PROBLEM TO SOLVE: Transcribe the entries that follow, word for word.

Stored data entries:
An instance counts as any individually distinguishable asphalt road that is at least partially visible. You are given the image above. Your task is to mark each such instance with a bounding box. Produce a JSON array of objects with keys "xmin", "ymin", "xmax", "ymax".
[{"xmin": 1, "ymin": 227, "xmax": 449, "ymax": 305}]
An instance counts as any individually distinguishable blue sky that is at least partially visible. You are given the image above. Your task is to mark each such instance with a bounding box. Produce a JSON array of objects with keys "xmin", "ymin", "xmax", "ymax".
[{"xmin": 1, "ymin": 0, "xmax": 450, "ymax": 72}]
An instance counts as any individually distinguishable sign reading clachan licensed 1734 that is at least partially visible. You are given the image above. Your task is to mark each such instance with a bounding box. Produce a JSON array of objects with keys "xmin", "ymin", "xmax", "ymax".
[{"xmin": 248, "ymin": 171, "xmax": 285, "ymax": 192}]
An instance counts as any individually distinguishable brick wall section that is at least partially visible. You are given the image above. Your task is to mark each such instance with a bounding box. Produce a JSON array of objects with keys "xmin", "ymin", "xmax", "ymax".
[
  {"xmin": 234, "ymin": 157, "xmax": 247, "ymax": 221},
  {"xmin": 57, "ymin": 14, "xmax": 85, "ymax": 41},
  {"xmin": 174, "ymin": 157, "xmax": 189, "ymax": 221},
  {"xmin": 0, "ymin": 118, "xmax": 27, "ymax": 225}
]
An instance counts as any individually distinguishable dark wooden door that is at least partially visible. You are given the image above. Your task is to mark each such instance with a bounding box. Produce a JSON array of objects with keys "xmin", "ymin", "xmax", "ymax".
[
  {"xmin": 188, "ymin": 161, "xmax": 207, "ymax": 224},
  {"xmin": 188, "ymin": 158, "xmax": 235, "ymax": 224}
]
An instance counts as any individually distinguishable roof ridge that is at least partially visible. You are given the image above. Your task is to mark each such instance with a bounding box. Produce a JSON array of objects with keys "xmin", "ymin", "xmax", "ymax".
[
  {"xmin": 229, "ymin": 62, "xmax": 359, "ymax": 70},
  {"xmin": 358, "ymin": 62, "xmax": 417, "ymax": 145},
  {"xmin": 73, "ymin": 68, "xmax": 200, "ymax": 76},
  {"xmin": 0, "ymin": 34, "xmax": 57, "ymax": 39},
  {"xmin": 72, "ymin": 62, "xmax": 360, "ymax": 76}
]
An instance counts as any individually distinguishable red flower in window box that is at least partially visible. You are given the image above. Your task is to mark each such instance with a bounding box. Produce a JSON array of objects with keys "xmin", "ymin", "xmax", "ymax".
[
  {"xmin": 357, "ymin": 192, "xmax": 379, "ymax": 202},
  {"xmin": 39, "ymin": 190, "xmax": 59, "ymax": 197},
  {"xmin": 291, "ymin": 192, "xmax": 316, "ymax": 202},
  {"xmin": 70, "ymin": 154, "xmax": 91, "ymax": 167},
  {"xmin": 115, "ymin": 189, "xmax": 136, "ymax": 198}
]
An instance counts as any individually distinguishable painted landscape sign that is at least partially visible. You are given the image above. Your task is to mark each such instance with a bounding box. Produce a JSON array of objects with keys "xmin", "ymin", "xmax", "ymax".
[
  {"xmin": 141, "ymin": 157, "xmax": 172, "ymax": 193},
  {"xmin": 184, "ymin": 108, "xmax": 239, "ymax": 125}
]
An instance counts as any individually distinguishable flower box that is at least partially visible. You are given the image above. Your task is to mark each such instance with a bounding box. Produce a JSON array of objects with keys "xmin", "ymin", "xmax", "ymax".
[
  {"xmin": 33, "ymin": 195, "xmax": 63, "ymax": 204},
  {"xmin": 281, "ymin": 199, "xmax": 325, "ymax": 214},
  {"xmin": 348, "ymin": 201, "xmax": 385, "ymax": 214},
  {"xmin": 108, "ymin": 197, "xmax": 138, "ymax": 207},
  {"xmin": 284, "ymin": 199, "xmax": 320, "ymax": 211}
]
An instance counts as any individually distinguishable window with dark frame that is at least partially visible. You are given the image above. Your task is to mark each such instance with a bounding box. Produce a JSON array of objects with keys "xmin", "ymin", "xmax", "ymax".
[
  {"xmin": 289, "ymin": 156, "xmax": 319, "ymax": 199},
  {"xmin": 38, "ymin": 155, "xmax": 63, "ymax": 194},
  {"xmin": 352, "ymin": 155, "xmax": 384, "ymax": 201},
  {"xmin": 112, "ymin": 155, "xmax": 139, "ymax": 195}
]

REPLY:
An instance counts as any individually distinguishable asphalt road that is at least partially visible. You are given the image above. Your task is to mark each such instance with a bounding box. Produce a JSON array of objects with keys "xmin", "ymin", "xmax", "ymax".
[{"xmin": 1, "ymin": 227, "xmax": 449, "ymax": 305}]
An instance counts as any individually distinguishable blue sky that is at least partially visible. You are given the image above. Your task is to mark each such instance with a bounding box. Produce a JSON array of objects with keys "xmin", "ymin", "xmax", "ymax".
[{"xmin": 1, "ymin": 0, "xmax": 450, "ymax": 72}]
An instance counts as any individually distinguishable sign reading clachan licensed 1734 that is at least partially visible. You are given the image above. Your task is to mark each such instance with a bounding box. Produce a JSON array of objects with keys "xmin", "ymin", "xmax", "ymax".
[{"xmin": 248, "ymin": 171, "xmax": 285, "ymax": 192}]
An instance counts as any individually distinguishable brick wall section that is at least partially visible. You are given the image above. Your task is to mark each such instance with a bounding box. Produce a JSON array of objects with keys "xmin", "ymin", "xmax", "ymax".
[
  {"xmin": 234, "ymin": 157, "xmax": 247, "ymax": 221},
  {"xmin": 57, "ymin": 14, "xmax": 85, "ymax": 41},
  {"xmin": 174, "ymin": 157, "xmax": 189, "ymax": 221},
  {"xmin": 0, "ymin": 118, "xmax": 27, "ymax": 225}
]
An instance counts as any individually distinguishable dark wooden door that is at least partially visible. You are given the image above. Your task is to mark each such instance with a bounding box. Produce a JSON array of objects with keys "xmin", "ymin", "xmax", "ymax".
[
  {"xmin": 188, "ymin": 161, "xmax": 207, "ymax": 224},
  {"xmin": 188, "ymin": 158, "xmax": 235, "ymax": 224}
]
An instance counts as any individually distinguishable roof ridge that is at least partially visible. You are given the image above. Your task is to mark each such instance with a bounding box. Produce a JSON array of objects with keys "xmin", "ymin", "xmax", "ymax".
[
  {"xmin": 229, "ymin": 62, "xmax": 359, "ymax": 70},
  {"xmin": 358, "ymin": 62, "xmax": 417, "ymax": 145},
  {"xmin": 73, "ymin": 68, "xmax": 200, "ymax": 76},
  {"xmin": 0, "ymin": 34, "xmax": 57, "ymax": 39},
  {"xmin": 72, "ymin": 62, "xmax": 360, "ymax": 76}
]
An instance counts as any individually distinguishable red flower in window box that is at least partially visible. You are given the image above. Your task is to mark each such instance with a bounding box. Produce a JSON array of objects with keys "xmin", "ymin", "xmax", "ymax".
[
  {"xmin": 357, "ymin": 192, "xmax": 379, "ymax": 202},
  {"xmin": 39, "ymin": 190, "xmax": 59, "ymax": 197},
  {"xmin": 291, "ymin": 192, "xmax": 316, "ymax": 202},
  {"xmin": 70, "ymin": 154, "xmax": 91, "ymax": 167},
  {"xmin": 115, "ymin": 189, "xmax": 136, "ymax": 198}
]
An instance counts as any individually distinguishable painted landscape sign that is at least partially visible. You are given the image above. Your task is to mark each such instance with a bounding box. Produce a JSON array of objects with keys "xmin", "ymin", "xmax", "ymax".
[
  {"xmin": 141, "ymin": 157, "xmax": 172, "ymax": 193},
  {"xmin": 184, "ymin": 108, "xmax": 239, "ymax": 125}
]
An instance counts as any individually distinguishable flower box that is at least partially visible. You are given the image above. Your task is to mark each such instance with a bounding box. Produce a JSON array of objects with keys "xmin", "ymin", "xmax", "ymax".
[
  {"xmin": 33, "ymin": 195, "xmax": 63, "ymax": 204},
  {"xmin": 281, "ymin": 199, "xmax": 325, "ymax": 214},
  {"xmin": 348, "ymin": 201, "xmax": 385, "ymax": 214},
  {"xmin": 108, "ymin": 197, "xmax": 138, "ymax": 207},
  {"xmin": 284, "ymin": 199, "xmax": 320, "ymax": 211}
]
An instance counts as any individually distinguishable window with dark frame that is at least partially visible. You are given the image above. Your task is to mark each such instance with a bounding box. Produce a JSON array of objects with keys "xmin", "ymin", "xmax", "ymax".
[
  {"xmin": 289, "ymin": 156, "xmax": 319, "ymax": 199},
  {"xmin": 38, "ymin": 155, "xmax": 63, "ymax": 194},
  {"xmin": 352, "ymin": 155, "xmax": 384, "ymax": 201},
  {"xmin": 112, "ymin": 155, "xmax": 139, "ymax": 195}
]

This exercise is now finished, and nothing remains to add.